Text

....................

The World: Three Frenchmen not in search of a philosophy

M&C Saatchi.GAD doesn't hold with convoluted ideologies, arguing that the work will speak for itself.

It seems appropriate that the first account scooped by M&C Saatchi.GAD last September was Havana Club rum. Based in the heart of Paris - opposite the French stock exchange and moments away from some of the city's liveliest arteries - the agency itself feels both clubby and spirited.

Perhaps that's because the co-founders, Gilles Masson, Antoine Barthuel and Daniel Fohr (GAD is their first initials), have known each other for 15 years, and see themselves as friends first and colleagues second.

"We don't intend to create a large agency," Barthuel says. "We're about 20 people now, and we expect to grow to 50 at the absolute maximum. But we'll have an informal external network of 200 or so people whom we can call on." Associate club members, if you like.

Everything about the Paris agency is pared down and minimalist, including the furniture. As for their philosophy: they have none. "There's too much bullshit in advertising these days. We'll do what's best for each individual client, without trying to apply some convoluted agency ideology," Masson asserts.

....................

Entries
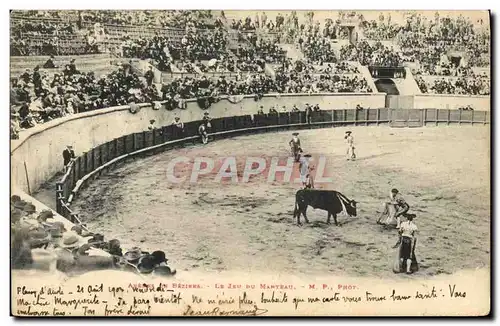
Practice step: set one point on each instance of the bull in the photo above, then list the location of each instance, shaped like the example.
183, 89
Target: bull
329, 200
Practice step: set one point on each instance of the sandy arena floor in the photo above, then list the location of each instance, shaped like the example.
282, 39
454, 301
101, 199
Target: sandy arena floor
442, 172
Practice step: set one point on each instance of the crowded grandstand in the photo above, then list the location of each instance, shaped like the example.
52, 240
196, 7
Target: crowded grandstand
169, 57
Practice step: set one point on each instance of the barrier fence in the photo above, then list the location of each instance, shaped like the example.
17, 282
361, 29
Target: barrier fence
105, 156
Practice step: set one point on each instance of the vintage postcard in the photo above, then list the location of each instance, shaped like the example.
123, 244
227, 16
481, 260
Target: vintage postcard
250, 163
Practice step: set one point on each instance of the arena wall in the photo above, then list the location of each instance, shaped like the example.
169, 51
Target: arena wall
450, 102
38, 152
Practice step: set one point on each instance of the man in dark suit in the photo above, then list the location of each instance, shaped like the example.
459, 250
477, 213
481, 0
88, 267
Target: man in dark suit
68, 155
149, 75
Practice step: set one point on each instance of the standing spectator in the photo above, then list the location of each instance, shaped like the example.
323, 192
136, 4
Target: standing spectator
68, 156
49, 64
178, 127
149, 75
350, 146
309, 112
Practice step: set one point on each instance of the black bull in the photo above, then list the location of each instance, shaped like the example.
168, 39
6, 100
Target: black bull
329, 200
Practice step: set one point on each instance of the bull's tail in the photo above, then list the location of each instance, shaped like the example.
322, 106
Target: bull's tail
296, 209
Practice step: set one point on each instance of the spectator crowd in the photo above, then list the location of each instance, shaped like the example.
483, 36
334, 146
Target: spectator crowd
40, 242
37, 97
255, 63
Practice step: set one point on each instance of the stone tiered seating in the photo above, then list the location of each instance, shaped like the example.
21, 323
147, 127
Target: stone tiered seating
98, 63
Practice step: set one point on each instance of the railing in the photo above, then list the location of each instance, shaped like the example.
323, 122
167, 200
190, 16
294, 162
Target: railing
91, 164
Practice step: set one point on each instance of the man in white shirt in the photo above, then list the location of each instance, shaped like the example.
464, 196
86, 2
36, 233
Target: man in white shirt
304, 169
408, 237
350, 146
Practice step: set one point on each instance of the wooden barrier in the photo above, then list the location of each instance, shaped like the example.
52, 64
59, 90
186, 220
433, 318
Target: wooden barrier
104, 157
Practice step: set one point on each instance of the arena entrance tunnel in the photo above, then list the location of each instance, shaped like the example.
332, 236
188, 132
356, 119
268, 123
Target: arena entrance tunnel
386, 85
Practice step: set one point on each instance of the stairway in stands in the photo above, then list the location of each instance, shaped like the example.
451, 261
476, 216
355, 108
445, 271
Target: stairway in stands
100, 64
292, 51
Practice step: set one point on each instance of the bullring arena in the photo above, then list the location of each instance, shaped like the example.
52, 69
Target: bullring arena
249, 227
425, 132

....................

Instructions
A) In the M&C Saatchi.GAD article, rewrite the passage between "It seems appropriate" and "and colleagues second.", inclusive, substituting "Lyon" for "Paris".
B) Resume the M&C Saatchi.GAD article from its final sentence and carry it on.

Responses to the tasks
A)
It seems appropriate that the first account scooped by M&C Saatchi.GAD last September was Havana Club rum. Based in the heart of Lyon - opposite the French stock exchange and moments away from some of the city's liveliest arteries - the agency itself feels both clubby and spirited.

Perhaps that's because the co-founders, Gilles Masson, Antoine Barthuel and Daniel Fohr (GAD is their first initials), have known each other for 15 years, and see themselves as friends first and colleagues second.

B)
Indeed, their only mission statement is "brutal simplicity", a phrase originally coined by M&C Saatchi's Jeremy Sinclair, and enthusiastically adopted by the Parisians.

The three are clearly delighted to be working with such a well-known British agency brand, although they retain a typically French sense of independence and amour propre.

"M&C Saatchi wanted to create a network of entrepreneurs - people willing to start from scratch," Masson says. "We own 20 per cent of the capital of the agency. As far as we're concerned, it's our agency. We won all our own clients, and they came on board because of the team sitting here before you. Then we've exported those wins to the rest of the network. The relationship works bottom-up."

This explains their insistence on the GAD suffix, rather than calling the agency M&C Saatchi Paris. "We felt it was important to create a brand," Barthuel adds. "Saatchi & Saatchi is well known in France because it is part of the Publicis group, so the arrival of M&C Saatchi was bound to cause confusion. We needed an extra element that would allow people to retain our name. It has nothing to do with ego."

In fact, they insist they are not interested in playing the PR game, preferring to let their work tell the story. "When the media come to us, we're happy to talk to them," Masson explains. "But fame is not a preoccupation."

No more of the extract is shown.